### Text
NAFTA, which includes Canada, Mexico, and the United States, was established in 1994. Similarly, ASEAN, formed in 1967 in Bangkok, aims to accelerate economic growth, social progress, and cultural development in the Southeast Asian region. Currently, ASEAN comprises ten member nations.
Q8. Match List I with List II and select the correct answer using the codes given below the lists. (1996)
List I (Commodities exported from India) | List II (Countries of destination) |
A. Iron Ore | 1. Russia |
B. Leather goods | 2. USA |
C. Tea | 3. Japan |
D. Cotton fabrics | 4. UK |
5. Canada |
Codes
A B C D
(a) 5 1 2 3
(b) 3 1 4 2
(c) 1 5 4 3
(d) 3 4 1 2
Ans. (b)
The accurate pairing is A-3, B-1, C-4, D-2. Since 1963, India has consistently exported iron ore to Japanese steel mills. The primary entity responsible for this export to Japan is India’s state-owned NMDC. The designated port for iron ore export to Japan is Paradip, situated in Odisha.
Over time, India has witnessed a rise in its export of leather goods and accessories to Russia, amounting to USD 55 million in 2020-21. The United Kingdom predominantly sources its tea imports from India.
However, presently, Kenya stands as the largest tea supplier to the United Kingdom, covering 43.3% of all tea imports. In the fiscal year 2020-21, India exported tea to the UK valued at around 94.4 million British pounds. Conversely, the United States serves as the primary importer of cotton fabric from India, with apparel imports comprising the largest subgroup of US textile and apparel imports from India.
Q9. Assertion (A) The emergence of economic globalism does not imply the decline of socialist ideology. Reason (R) The ideology of socialism believes in Universalism and globalism. (1997)
In the context of the given two statements, which one of the following is correct?
(a) Both A and Rare true and R is the correct explanation of A.
(b) Both A and R are true but R is not the correct explanation of A.
(c) A is true but R is false.
(d) A is false but R is true.
Ans. (a)
Both A and R are true, and R provides a correct explanation of A. The emergence of economic globalism does not signify the decline of socialist ideology.

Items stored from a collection
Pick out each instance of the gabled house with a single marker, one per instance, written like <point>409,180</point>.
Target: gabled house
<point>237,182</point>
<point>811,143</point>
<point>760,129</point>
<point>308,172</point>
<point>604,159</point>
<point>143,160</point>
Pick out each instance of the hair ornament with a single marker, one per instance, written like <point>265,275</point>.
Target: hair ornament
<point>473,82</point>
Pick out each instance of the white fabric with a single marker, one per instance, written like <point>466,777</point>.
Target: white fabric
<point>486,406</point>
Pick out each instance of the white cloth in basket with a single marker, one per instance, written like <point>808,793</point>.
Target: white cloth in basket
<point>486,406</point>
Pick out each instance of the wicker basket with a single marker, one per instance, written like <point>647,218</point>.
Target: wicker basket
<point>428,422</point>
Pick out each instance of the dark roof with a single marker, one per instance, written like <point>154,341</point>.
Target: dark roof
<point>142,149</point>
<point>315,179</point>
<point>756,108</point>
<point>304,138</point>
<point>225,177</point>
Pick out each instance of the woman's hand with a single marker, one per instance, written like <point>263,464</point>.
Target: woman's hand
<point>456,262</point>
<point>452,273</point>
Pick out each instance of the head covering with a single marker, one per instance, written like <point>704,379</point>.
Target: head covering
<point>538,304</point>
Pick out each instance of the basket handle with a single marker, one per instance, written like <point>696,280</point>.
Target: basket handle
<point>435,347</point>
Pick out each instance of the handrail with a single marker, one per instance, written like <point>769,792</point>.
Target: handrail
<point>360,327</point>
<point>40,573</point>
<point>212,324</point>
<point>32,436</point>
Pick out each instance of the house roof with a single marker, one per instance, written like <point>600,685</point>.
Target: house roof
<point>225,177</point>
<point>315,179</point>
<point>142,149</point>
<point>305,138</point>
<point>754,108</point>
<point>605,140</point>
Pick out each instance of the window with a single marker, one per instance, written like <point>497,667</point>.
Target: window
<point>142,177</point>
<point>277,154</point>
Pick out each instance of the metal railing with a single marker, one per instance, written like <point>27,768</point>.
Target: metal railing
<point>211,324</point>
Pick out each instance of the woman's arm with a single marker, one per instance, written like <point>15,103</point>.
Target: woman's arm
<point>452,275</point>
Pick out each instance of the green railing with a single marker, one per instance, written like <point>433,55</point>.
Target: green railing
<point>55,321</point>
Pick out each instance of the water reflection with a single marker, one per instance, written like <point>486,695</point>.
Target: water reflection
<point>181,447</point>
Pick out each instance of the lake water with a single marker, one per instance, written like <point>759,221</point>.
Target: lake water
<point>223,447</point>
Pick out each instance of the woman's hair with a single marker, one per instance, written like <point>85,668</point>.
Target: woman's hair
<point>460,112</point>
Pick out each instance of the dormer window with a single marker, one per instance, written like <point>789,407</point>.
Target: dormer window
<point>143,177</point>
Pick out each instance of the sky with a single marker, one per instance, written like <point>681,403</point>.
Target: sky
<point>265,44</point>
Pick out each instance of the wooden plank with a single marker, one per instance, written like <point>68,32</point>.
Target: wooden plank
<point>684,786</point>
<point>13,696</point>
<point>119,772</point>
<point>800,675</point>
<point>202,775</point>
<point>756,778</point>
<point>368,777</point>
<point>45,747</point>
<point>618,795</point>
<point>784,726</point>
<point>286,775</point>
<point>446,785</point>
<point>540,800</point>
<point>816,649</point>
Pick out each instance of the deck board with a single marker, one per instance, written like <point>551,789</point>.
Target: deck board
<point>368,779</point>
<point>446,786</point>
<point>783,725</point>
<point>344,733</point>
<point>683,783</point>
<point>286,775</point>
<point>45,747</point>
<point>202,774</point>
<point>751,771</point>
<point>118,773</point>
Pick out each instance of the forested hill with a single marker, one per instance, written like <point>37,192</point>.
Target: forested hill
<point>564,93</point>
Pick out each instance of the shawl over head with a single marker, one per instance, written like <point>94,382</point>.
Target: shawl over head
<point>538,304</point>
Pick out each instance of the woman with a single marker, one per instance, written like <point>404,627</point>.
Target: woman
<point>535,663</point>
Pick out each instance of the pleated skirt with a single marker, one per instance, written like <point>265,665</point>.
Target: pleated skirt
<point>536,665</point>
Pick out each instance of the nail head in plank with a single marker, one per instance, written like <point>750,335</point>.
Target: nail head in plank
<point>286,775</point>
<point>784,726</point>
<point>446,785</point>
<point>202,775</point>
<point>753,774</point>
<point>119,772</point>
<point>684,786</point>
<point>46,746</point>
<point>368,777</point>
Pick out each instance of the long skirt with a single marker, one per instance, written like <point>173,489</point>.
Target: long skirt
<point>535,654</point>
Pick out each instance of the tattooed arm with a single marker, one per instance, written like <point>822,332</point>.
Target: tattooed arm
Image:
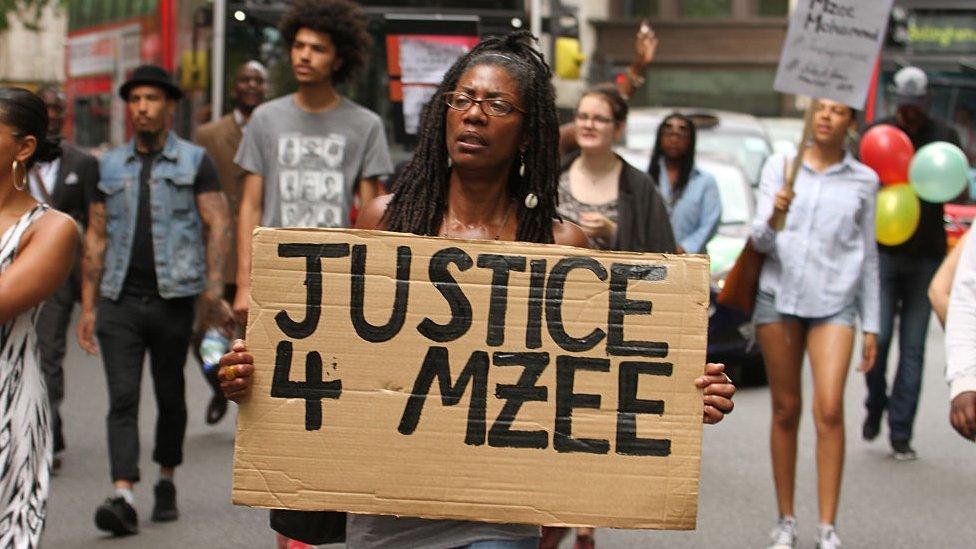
<point>252,208</point>
<point>92,265</point>
<point>215,214</point>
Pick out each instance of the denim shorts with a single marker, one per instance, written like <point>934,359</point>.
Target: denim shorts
<point>765,313</point>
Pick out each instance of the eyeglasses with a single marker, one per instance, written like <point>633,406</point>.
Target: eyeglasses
<point>461,101</point>
<point>583,118</point>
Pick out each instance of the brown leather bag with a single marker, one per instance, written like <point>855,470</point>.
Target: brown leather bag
<point>742,282</point>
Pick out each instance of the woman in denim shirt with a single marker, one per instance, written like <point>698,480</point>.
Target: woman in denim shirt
<point>690,194</point>
<point>821,271</point>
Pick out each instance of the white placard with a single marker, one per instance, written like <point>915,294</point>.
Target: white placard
<point>414,99</point>
<point>426,61</point>
<point>831,48</point>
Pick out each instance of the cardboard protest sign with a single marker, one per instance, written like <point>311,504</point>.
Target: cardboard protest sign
<point>475,380</point>
<point>831,47</point>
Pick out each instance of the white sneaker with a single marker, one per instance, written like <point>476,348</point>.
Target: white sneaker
<point>784,535</point>
<point>827,537</point>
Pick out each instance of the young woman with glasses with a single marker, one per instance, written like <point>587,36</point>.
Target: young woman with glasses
<point>616,205</point>
<point>820,272</point>
<point>486,167</point>
<point>690,194</point>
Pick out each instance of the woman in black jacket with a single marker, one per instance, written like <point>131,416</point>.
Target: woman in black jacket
<point>617,205</point>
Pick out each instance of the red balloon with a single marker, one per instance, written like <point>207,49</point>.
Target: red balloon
<point>888,151</point>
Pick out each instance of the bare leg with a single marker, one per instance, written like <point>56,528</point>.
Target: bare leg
<point>782,347</point>
<point>829,346</point>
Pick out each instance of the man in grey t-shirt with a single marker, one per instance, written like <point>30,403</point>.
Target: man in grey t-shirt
<point>312,162</point>
<point>307,154</point>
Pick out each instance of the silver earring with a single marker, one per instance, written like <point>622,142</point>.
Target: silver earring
<point>13,172</point>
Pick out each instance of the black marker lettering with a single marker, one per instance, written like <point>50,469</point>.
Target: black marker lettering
<point>554,304</point>
<point>537,284</point>
<point>445,283</point>
<point>500,265</point>
<point>620,306</point>
<point>386,332</point>
<point>313,254</point>
<point>567,400</point>
<point>312,390</point>
<point>629,406</point>
<point>501,434</point>
<point>437,366</point>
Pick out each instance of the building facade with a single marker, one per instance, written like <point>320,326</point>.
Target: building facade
<point>713,53</point>
<point>30,58</point>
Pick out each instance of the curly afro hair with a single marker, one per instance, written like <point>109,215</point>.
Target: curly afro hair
<point>345,24</point>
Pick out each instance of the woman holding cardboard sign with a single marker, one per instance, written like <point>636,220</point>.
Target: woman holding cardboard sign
<point>486,167</point>
<point>821,271</point>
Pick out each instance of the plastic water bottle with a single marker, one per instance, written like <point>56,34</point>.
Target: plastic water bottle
<point>213,346</point>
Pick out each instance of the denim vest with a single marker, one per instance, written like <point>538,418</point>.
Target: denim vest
<point>177,234</point>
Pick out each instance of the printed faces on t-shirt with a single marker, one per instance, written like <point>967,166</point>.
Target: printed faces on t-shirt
<point>311,180</point>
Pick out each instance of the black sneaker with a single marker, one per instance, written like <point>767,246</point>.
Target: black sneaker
<point>871,426</point>
<point>117,516</point>
<point>165,508</point>
<point>901,450</point>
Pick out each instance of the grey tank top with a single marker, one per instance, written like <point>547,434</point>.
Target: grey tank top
<point>570,207</point>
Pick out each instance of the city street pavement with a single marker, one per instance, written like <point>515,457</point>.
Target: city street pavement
<point>928,503</point>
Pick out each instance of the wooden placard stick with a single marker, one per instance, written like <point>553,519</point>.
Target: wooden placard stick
<point>778,219</point>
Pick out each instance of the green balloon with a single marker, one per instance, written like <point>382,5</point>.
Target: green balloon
<point>938,172</point>
<point>896,214</point>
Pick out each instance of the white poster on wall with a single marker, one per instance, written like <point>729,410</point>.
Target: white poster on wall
<point>831,48</point>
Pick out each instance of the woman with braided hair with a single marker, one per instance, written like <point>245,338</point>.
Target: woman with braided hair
<point>486,167</point>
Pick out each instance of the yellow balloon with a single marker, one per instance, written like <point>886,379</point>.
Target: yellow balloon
<point>897,213</point>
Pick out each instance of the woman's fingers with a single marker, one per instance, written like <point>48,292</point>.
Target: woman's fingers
<point>723,404</point>
<point>712,415</point>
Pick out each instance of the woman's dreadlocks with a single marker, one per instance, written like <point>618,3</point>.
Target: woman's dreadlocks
<point>421,189</point>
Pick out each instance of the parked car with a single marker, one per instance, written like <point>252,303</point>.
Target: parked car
<point>731,338</point>
<point>784,134</point>
<point>739,136</point>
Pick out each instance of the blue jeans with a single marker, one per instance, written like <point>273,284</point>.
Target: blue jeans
<point>527,543</point>
<point>904,292</point>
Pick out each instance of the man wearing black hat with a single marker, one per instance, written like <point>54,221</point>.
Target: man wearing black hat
<point>906,271</point>
<point>146,262</point>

### Work request 1
In the passage on trade, which port is named for shipping iron ore to Japan?
### Work request 2
Please pick up the passage on trade after its last sentence and continue it.
None of the tasks uses these lines.

### Written reply 1
Paradip, in Odisha.

### Written reply 2
Socialist ideology encompasses various economic and social systems characterized by social ownership of the means of production, contrasting with private ownership. In a socialist society, there is an emphasis on equal opportunity, equality of status for all individuals, elimination of exploitation, improvement of conditions for marginalized groups, and pursuit of social justice.
The ideology of socialism stands in opposition to individualism and capitalism. It advocates for universalism and globalism. While socialism diverges significantly from capitalist theory, it shares a belief in the enhancement and development of economic status in a more equitable manner, rather than the concentration of wealth in the hands of a few.
Q10. Human Development Index (HDI) comprises literacy rates, life expectancy at birth and (1997)
(a) Gross Domestic Product per head in the US dollars
(b) Gross Domestic Product per head at real purchasing power
(c) Gross National Product in US dollars
(d) National Income per head in US dollars
Ans. (d)
The Human Development Index (HDI) is a composite measure that includes literacy rates, life expectancy at birth, and National Income per capita in US dollars. The United Nations Development Programme (UNDP) produces annual Human Development Reports containing this index. It was originally formulated by Pakistani economist Mahbub-ul-Haq in 1990.
The components of HDI are as follows:
- Health: This is assessed through life expectancy at birth.
- Education: This is evaluated based on (a) the average years of schooling for adults aged 25 years and above, and (b) the expected years of schooling for children entering school age.
- Standard of Living: This is gauged by Gross National Income per capita, which is converted to international dollars using Purchasing Power Parity (PPP) rates.
Q11. One of the important agreements reached in the 1996 Ministerial Conference of WTO refers to (1997)
(a) Commerce in Information Technology
(b) Multilateral Agreement on Investment
(c) Multi-fibre Agreement
(d) Exchange of technical personnel
Ans. (a)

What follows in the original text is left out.